-- DESCRIPTION OF THE TASK --
Reproduce all entries below verbatim. Skip the pictures.

##############################

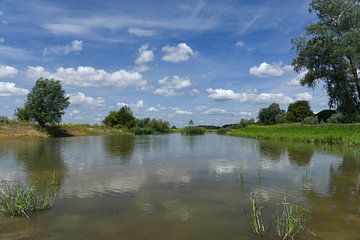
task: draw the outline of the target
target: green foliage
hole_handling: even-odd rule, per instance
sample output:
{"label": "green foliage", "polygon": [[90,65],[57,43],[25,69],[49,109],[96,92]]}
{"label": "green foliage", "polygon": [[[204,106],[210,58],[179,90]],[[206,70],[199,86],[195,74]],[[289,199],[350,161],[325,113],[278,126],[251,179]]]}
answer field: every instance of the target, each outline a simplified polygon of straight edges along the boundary
{"label": "green foliage", "polygon": [[280,109],[279,104],[272,103],[269,107],[260,109],[258,115],[259,123],[265,125],[275,124],[276,116],[279,114],[283,114],[284,112],[284,110]]}
{"label": "green foliage", "polygon": [[316,124],[319,124],[319,119],[317,116],[314,116],[314,117],[306,117],[304,118],[304,124],[307,124],[307,125],[316,125]]}
{"label": "green foliage", "polygon": [[310,219],[310,211],[299,201],[289,203],[284,197],[283,209],[275,216],[276,236],[281,240],[293,240],[304,232]]}
{"label": "green foliage", "polygon": [[188,126],[181,130],[182,135],[192,136],[192,135],[203,135],[205,134],[205,128]]}
{"label": "green foliage", "polygon": [[0,124],[3,123],[3,124],[6,124],[6,123],[9,123],[10,122],[10,119],[6,116],[0,116]]}
{"label": "green foliage", "polygon": [[287,123],[287,114],[286,113],[279,113],[275,116],[275,123],[282,124]]}
{"label": "green foliage", "polygon": [[150,135],[154,133],[154,129],[148,127],[133,127],[130,131],[135,135]]}
{"label": "green foliage", "polygon": [[327,120],[331,117],[331,115],[335,114],[335,110],[325,109],[316,114],[319,119],[319,122],[327,122]]}
{"label": "green foliage", "polygon": [[358,0],[312,0],[318,21],[293,39],[297,72],[306,70],[302,85],[324,81],[329,106],[338,107],[345,121],[360,112],[360,4]]}
{"label": "green foliage", "polygon": [[[121,125],[124,127],[134,127],[135,117],[130,107],[123,106],[119,111],[111,111],[103,120],[107,126]],[[136,125],[136,124],[135,124]]]}
{"label": "green foliage", "polygon": [[337,112],[327,120],[328,123],[343,123],[345,120],[344,115],[341,112]]}
{"label": "green foliage", "polygon": [[35,120],[44,127],[60,123],[69,104],[60,81],[40,78],[28,94],[24,108],[18,108],[15,115],[20,121]]}
{"label": "green foliage", "polygon": [[0,211],[5,215],[29,217],[35,211],[51,208],[56,198],[56,193],[50,186],[45,189],[44,194],[39,195],[34,187],[3,183],[4,186],[0,187]]}
{"label": "green foliage", "polygon": [[193,120],[190,120],[190,121],[189,121],[189,126],[193,126],[193,125],[194,125]]}
{"label": "green foliage", "polygon": [[289,104],[286,119],[288,122],[302,122],[304,118],[313,115],[309,101],[296,101]]}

##############################

-- RESPONSE AREA --
task: draw the outline of the target
target: green foliage
hole_handling: even-odd rule, per instance
sample output:
{"label": "green foliage", "polygon": [[90,65],[57,43],[25,69],[49,109],[96,92]]}
{"label": "green foliage", "polygon": [[[204,106],[210,58],[179,90]],[[206,70],[199,86],[195,74]],[[289,199],[350,161],[325,113],[278,126],[251,179]]]}
answer field: every instance of the target, each outline a simplified polygon of straight edges along the boundary
{"label": "green foliage", "polygon": [[280,109],[279,104],[272,103],[269,107],[260,109],[258,115],[259,123],[265,125],[275,124],[276,116],[279,114],[283,114],[284,112],[284,110]]}
{"label": "green foliage", "polygon": [[316,124],[319,124],[319,119],[317,116],[314,116],[314,117],[306,117],[304,118],[304,124],[307,124],[307,125],[316,125]]}
{"label": "green foliage", "polygon": [[310,219],[310,211],[299,201],[289,203],[284,197],[283,209],[275,216],[276,236],[281,240],[293,240],[304,232]]}
{"label": "green foliage", "polygon": [[188,126],[181,130],[182,135],[192,136],[192,135],[203,135],[205,134],[205,128]]}
{"label": "green foliage", "polygon": [[0,124],[3,123],[3,124],[6,124],[6,123],[9,123],[10,122],[10,119],[6,116],[0,116]]}
{"label": "green foliage", "polygon": [[287,123],[287,114],[286,113],[279,113],[275,116],[275,123],[282,124]]}
{"label": "green foliage", "polygon": [[150,135],[154,133],[154,129],[148,127],[133,127],[130,131],[135,135]]}
{"label": "green foliage", "polygon": [[327,120],[331,117],[331,115],[335,114],[335,110],[325,109],[316,114],[319,119],[319,122],[327,122]]}
{"label": "green foliage", "polygon": [[358,0],[312,0],[318,21],[293,39],[297,72],[306,70],[302,85],[324,81],[329,106],[338,107],[345,121],[360,112],[360,4]]}
{"label": "green foliage", "polygon": [[[121,125],[124,127],[134,127],[135,117],[130,107],[123,106],[119,111],[111,111],[103,120],[107,126]],[[136,125],[136,124],[135,124]]]}
{"label": "green foliage", "polygon": [[337,112],[327,120],[328,123],[343,123],[345,120],[344,115],[341,112]]}
{"label": "green foliage", "polygon": [[35,120],[44,127],[60,123],[69,104],[60,81],[40,78],[28,94],[24,108],[18,108],[15,115],[20,121]]}
{"label": "green foliage", "polygon": [[0,211],[5,215],[29,217],[35,211],[51,208],[56,198],[56,193],[50,186],[45,189],[44,194],[39,195],[34,187],[3,183],[4,186],[0,187]]}
{"label": "green foliage", "polygon": [[193,120],[190,120],[190,121],[189,121],[189,126],[193,126],[193,125],[194,125]]}
{"label": "green foliage", "polygon": [[289,104],[286,119],[288,122],[302,122],[304,118],[313,115],[309,101],[296,101]]}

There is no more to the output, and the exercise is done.